:: Aim of the task ::
Can you recast the data below, from the line with "Query: beige carpet" to the line with "Outline every instance of the beige carpet.", as a JSON list of strings with one string per line and any blank lines left out?

Shape boundary entries:
________________________

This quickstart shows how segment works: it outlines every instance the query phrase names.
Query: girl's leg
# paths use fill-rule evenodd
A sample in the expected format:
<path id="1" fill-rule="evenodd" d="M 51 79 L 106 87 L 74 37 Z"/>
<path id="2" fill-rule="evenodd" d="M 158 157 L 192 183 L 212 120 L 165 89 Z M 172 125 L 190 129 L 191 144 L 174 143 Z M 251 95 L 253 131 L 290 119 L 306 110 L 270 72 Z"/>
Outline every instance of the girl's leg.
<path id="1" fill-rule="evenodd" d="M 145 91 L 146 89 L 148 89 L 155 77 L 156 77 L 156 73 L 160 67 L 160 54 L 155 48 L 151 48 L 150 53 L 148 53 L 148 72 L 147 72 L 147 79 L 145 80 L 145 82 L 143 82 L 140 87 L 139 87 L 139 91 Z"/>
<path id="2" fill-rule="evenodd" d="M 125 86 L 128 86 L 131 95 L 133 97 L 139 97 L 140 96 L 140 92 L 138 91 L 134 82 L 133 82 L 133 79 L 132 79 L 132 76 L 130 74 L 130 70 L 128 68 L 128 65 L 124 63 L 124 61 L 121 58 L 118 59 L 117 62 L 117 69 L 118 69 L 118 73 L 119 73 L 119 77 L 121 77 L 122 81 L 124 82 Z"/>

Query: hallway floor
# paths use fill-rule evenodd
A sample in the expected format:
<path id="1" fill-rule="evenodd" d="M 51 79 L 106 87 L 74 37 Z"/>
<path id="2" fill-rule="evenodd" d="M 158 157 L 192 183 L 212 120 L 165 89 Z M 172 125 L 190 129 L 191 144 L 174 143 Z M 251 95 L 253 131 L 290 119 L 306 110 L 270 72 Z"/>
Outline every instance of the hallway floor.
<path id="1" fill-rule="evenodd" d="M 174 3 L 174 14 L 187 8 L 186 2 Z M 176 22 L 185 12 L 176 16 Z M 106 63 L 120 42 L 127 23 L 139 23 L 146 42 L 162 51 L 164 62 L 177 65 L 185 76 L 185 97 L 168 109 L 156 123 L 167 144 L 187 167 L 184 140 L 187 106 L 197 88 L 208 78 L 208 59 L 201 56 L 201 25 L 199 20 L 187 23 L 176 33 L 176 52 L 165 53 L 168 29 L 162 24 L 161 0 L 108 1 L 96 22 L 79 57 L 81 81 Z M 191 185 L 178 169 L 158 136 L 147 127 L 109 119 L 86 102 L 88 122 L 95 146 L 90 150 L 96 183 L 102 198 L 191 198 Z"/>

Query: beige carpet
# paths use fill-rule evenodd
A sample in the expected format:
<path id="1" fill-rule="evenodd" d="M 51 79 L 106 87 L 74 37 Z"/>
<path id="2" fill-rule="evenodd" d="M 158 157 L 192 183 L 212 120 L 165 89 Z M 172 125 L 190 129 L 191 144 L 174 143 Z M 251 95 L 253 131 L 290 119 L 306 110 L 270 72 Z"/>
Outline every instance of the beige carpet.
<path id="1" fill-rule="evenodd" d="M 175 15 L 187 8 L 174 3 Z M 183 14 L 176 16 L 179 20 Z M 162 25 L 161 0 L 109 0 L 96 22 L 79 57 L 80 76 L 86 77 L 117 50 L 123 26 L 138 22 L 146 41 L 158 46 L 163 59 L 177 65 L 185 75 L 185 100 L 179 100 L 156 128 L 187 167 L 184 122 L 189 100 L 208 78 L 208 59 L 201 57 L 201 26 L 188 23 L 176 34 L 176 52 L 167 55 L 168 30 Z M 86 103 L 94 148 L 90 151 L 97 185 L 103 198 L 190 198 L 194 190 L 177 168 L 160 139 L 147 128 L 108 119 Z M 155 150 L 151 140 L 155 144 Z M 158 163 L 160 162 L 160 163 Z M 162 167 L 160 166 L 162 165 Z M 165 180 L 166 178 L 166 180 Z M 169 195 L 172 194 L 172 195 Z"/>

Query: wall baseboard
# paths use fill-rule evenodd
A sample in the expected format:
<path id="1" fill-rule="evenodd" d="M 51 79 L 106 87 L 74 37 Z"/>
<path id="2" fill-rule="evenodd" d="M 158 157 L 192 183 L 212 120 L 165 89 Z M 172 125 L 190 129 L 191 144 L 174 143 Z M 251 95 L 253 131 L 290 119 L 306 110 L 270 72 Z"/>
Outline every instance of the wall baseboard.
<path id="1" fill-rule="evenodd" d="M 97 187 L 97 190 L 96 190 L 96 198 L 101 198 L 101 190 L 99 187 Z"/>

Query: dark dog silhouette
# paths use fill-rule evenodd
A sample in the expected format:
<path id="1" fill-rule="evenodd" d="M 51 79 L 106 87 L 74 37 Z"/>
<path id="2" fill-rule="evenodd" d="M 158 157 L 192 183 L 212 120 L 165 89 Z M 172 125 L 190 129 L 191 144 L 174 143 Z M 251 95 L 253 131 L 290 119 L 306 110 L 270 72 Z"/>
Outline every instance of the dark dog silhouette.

________________________

:: Response to the exercise ::
[
  "Query: beige carpet",
  "# paths use fill-rule evenodd",
  "A sample in the expected format:",
  "<path id=\"1\" fill-rule=\"evenodd\" d=\"M 51 79 L 106 87 L 74 37 Z\"/>",
  "<path id=\"2\" fill-rule=\"evenodd\" d=\"M 158 157 L 192 183 L 212 120 L 165 89 Z M 172 125 L 190 129 L 191 144 L 174 143 Z M 251 95 L 253 131 L 290 119 L 306 110 L 270 72 Z\"/>",
  "Outline every instance of the beige carpet."
]